> _Task instructions_
Quote everything in the grief text from "Taking time off" down to "state of mind.".

Allowing for the grieving process to take place naturally might be difficult as you struggle with trying to figure out exactly what went wrong. It may be that you're in denial and can't come to terms with your loss. You may try and put your grief aside as you focus on the whys of what happened.
It's easy to get lost in trying to figure out why this happened or what you could've done differently that you forget to focus on healing from your loss. Allow yourself the time and attention that you need to grieve and recover from your loss. Remind yourself that healing takes time and patience.
6. Honor Your Grief
When you honor your grief, you're honoring your journey toward healing. Honoring your grief means recognizing the grief process. It also means respecting the time it takes to heal from your loss. It can be difficult to see how allowing yourself to grieve helps you heal. You may think that it's selfish for you to take the needed time and space to process what you’re going through.
It helps when working through your grief to take your feelings and emotional well-being into consideration. Pushing away your grief or refusing to acknowledge it might make things more bearable, but it doesn't help you to resolve it. Grief that's left untreated can manifest in the form of unresolved grief later on.
Ways to honor your grief are:
Allowing time for self-care. Caring for yourself may include taking the time to get proper rest and nutrition. It can also mean tending to the most basic of needs such as showering and dressing. Other ways to practice self-care are to get daily exercise, breathing in fresh air, and taking care of your spiritual needs.
Taking time off from major decisions. An often overlooked way of practicing self-care is to take a step back from life’s major decision-making and allowing time for you to process your loss. There are certain decisions that can wait to be made. You shouldn’t put added pressure on yourself to move forward from your loss as quickly as possible. Some things can wait until you’re in a better state of mind.
7. Let Go of Your Grief
Letting go of your grief begins with acceptance of your loss. Once you reach the acceptance stage, permit yourself to let go of your grief. Holding on to it doesn’t mean that you’ve given up or lost hope. When you let go of your grief, you allow room for other things to come into your life.
One way to let go of your grief is to honor your loss. One way is to honor the memory of your child if you've suffered a miscarriage, or by accepting that you did everything possible to try and conceive.
8. Accept Acts of Love and Kindness
Not everyone will understand the depths of your pain and suffering as they try to console you. Their words of sympathy and advice might not ring as authentic to you.
When others offer their condolences for suffering a miscarriage, consider that their words are coming from a place of love and try to accept them with grace and understanding. Try and see these as offerings of love and kindness and accept them in whatever ways suit your needs.
9. Move Forward
Moving forward from your pain might seem like an impossibility for you right now. In time, you’ll begin to heal from your pain and suffering and things will become easier. It may be that not all of your pain will go away, but that you’ll learn to cope with it. This is a normal part of the grieving process that you should come to expect as you begin to heal.
Moving forward includes accepting your new identity as one who’s lost a child to miscarriage, or as someone who can never become a parent.
Coping With Never Being a Parent
The sad truth is that not everyone who wants to will experience natural parenthood. The grief associated with this type of loss is incomparable. Taking one day at a time will help you overcome your grief as you look for other ways to heal from this type of loss.

> _Material shown_
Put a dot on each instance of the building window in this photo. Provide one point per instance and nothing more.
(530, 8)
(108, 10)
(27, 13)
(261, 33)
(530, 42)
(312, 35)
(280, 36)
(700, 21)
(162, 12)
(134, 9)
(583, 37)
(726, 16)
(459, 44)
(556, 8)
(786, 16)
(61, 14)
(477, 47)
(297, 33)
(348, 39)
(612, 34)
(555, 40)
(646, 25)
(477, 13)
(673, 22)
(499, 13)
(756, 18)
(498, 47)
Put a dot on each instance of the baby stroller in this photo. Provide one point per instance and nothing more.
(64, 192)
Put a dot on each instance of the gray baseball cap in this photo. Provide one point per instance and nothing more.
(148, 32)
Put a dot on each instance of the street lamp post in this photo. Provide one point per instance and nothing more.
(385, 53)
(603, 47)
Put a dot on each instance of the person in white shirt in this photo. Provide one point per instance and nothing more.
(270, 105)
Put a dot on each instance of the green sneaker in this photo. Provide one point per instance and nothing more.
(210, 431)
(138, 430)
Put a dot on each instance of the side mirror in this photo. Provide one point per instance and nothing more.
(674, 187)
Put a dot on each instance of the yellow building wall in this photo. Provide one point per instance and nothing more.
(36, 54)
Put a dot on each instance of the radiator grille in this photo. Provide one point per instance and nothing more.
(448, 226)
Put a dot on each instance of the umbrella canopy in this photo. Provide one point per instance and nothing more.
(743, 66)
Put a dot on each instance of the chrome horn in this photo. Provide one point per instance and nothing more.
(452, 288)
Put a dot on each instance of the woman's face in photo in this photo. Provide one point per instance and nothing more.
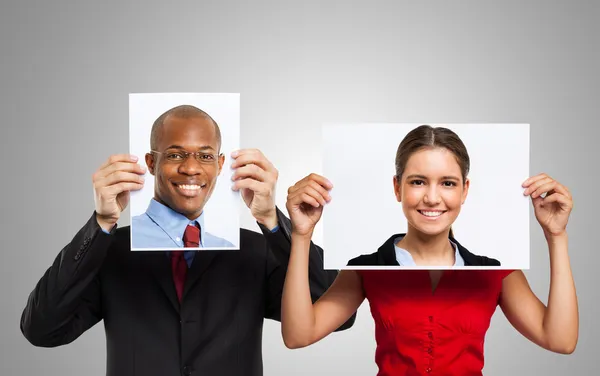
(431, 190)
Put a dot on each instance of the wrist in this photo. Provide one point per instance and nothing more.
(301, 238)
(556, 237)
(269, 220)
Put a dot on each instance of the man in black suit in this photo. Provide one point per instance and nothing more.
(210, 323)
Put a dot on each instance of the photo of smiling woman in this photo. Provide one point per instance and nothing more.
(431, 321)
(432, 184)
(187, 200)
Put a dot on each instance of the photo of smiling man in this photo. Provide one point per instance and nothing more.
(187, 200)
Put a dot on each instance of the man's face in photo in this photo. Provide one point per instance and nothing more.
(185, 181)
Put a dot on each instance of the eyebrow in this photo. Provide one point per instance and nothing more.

> _Output of the exercise_
Taking time off from major decisions. An often overlooked way of practicing self-care is to take a step back from life’s major decision-making and allowing time for you to process your loss. There are certain decisions that can wait to be made. You shouldn’t put added pressure on yourself to move forward from your loss as quickly as possible. Some things can wait until you’re in a better state of mind.